[Source]
** Start **
And be sure you read Norm’s Analysis for further insight!

“She had the happy faculty of appreciating all that was worthy and lovable in others, and was possessed of a nature so full of sunshine that, to her, all of life became beautiful and full of meaning.
 ~Solon I. Bailey~

Cast:

Williamina                                           Kathy Welch

Margaret                                             Kira Temple

Peter Shaw                                         James Miller

Henrietta                                             Sara Mackie

Annie                                                    Debra Lynn Hull

Directed by                                         Doug Mishler

Silent Sky will be performed by the Restless Arts Theater May 3rd through May 19th at 295 20th St. in Sparks.  For More information go to www.rattheatre.org.

Silent Sky At The Restless Artists Theater

By Norm Robins

This is a gem of a play.  Let’s start with an interview with the author, Lauren Gunderson.  Let’s see what she is telling us about her handiwork.

I don’t ordinarily write in the first person, but for me this play is personal so I would like to preview it from my own perspective.  Perhaps it will be instructive, even illuminating.  It certainly will be rare.

I was born in 1936, and my brother was born in 1941.  My father died in 1942 leaving his 35-year old widow with essentially the money in his pockets and two small children.  My mother was born in 1907, just a little after this play takes place but when the thinking was the same.  When she was young she wanted to go to college.  That was in the 1920s.  My maternal grandmother, a lovable but strong-willed disciplinarian, told my mother that if she wanted to work she could become a teacher or a nurse.  Those were the two careers open to women  No, it would be better for her to do what normal girls do, get married, have some children, and be a homemaker.  Such were the choices open to young women.

After my father died my mother became a secretary.  The world was changing.  We were moving off the farm and into the world of commerce.  But secretaries were considered racy ladies indeed.  They worked with men!  They were paid terribly because they were taking jobs away from men, the family’s main breadwinner.  It was considered immoral for a woman to have a job if a man was unemployed.  And it was on these reduced wages that my brother and I were raised.  The three of us lived in a studio apartment on a streetcar line in Chicago across from a bar that closed regularly and boisterously at 2 AM.  It was during World War II so we were lucky we had even that.

At 18 years and 10 days I joined the U.S. Air Force.  Four years later I took my G.I Bill and got a BS in Civil Engineering.  I worked for 7 years as an engineer.  Then I cashed in my retirement plan and got an MBA.  I had two daughters.  I swore on my mother’s head that they would not have to put up with what she did.  And I made sure they didn’t.

My two daughters today are college educated career women.  Their jobs require independent judgment and discretion.  They are self-sufficient and self-reliant, and I couldn’t be more proud of them.  That’s my story, and that’s the perspective I bring to this preview of Silent Sky.

This is a woman’s play.  Henrietta Leavitt along with coworkers Annie Canon and Williamina Fleming are female astronomers in a male dominated world.
** End **
[Material]
** Start **
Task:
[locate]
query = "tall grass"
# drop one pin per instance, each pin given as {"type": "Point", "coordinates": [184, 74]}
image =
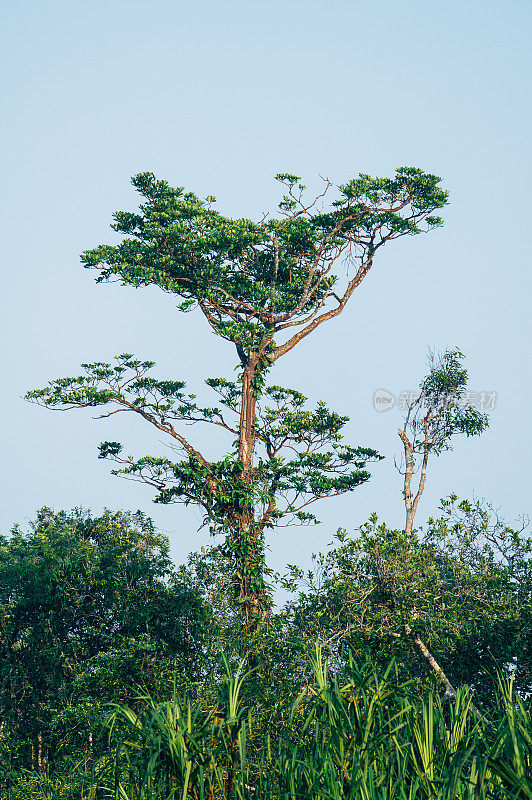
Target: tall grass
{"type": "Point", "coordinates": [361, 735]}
** End **
** Start **
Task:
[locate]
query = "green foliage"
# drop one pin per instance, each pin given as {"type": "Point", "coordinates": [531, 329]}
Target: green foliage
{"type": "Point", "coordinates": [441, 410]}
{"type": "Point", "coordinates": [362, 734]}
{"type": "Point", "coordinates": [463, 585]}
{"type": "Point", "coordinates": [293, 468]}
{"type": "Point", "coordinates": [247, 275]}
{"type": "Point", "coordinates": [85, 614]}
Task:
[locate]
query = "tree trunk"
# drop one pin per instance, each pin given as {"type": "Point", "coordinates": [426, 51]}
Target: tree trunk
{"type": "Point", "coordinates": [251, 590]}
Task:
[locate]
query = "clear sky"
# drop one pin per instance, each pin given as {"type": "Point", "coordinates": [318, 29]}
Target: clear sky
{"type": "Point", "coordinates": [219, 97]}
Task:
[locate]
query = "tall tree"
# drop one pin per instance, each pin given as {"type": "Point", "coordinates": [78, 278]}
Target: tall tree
** End **
** Start **
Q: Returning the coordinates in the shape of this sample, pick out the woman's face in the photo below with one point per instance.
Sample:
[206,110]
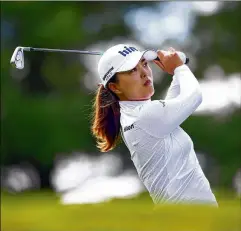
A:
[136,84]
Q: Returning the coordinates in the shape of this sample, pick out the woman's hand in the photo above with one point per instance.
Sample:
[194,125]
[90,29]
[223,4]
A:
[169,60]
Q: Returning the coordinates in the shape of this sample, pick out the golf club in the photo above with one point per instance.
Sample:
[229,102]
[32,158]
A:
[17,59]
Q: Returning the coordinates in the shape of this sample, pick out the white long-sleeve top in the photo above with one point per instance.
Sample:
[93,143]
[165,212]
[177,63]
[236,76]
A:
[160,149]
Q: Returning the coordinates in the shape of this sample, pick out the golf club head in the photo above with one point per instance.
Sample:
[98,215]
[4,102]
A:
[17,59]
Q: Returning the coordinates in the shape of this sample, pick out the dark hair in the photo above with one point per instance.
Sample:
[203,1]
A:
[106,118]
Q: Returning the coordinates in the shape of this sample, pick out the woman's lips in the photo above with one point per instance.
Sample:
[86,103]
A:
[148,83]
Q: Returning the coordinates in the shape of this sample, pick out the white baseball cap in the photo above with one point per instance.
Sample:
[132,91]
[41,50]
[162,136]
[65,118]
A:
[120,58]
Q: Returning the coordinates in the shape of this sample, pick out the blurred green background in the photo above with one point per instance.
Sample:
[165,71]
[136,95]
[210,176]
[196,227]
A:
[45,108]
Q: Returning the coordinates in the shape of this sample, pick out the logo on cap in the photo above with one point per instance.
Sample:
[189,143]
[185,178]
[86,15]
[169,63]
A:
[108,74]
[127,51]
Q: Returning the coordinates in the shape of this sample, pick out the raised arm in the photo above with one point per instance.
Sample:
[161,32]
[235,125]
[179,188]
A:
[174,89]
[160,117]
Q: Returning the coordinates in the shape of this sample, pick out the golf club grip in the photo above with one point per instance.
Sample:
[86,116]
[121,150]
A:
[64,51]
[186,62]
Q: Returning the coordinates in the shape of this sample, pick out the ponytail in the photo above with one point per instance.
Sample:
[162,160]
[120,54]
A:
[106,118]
** End **
[Jobs]
#1 In the Silent Sky preview, in what year was the writer's mother born?
#2 Please copy the passage of the Silent Sky preview word for word, starting with "Margaret                                             Kira Temple" and going on through "go to www.rattheatre.org.".
#3 Resume the Silent Sky preview after its last sentence.

[Expected outputs]
#1 1907

#2
Margaret                                             Kira Temple

Peter Shaw                                         James Miller

Henrietta                                             Sara Mackie

Annie                                                    Debra Lynn Hull

Directed by                                         Doug Mishler

Silent Sky will be performed by the Restless Arts Theater May 3rd through May 19th at 295 20th St. in Sparks.  For More information go to www.rattheatre.org.

#3
Edward Pickering served as director of the Harvard College Observatory from 1877 until his death in 1919. He pioneered the use of photography to study astronomy.  He hired women to do his calculations, computers as they were called, because they were cheaper than men and because to his mind they were better at repetitive work.  To the chagrin of his employees they were called Pickering’s harem.  But he did give women credit for their work.  And because women at the time were considered delicate, weak creatures and because the building that housed Harvard’s telescope was unheated, women were not allowed to use the telescope.  Or so they said.  Women were limited to analyzing photographic plates taken with the telescope by men and brought to them by men.

It might be facile to damn Pickering as presiding over a bigoted system, but it would also be glib and superficial.  This was the zeitgeist of the times.  Most women went along with it.  Many did not.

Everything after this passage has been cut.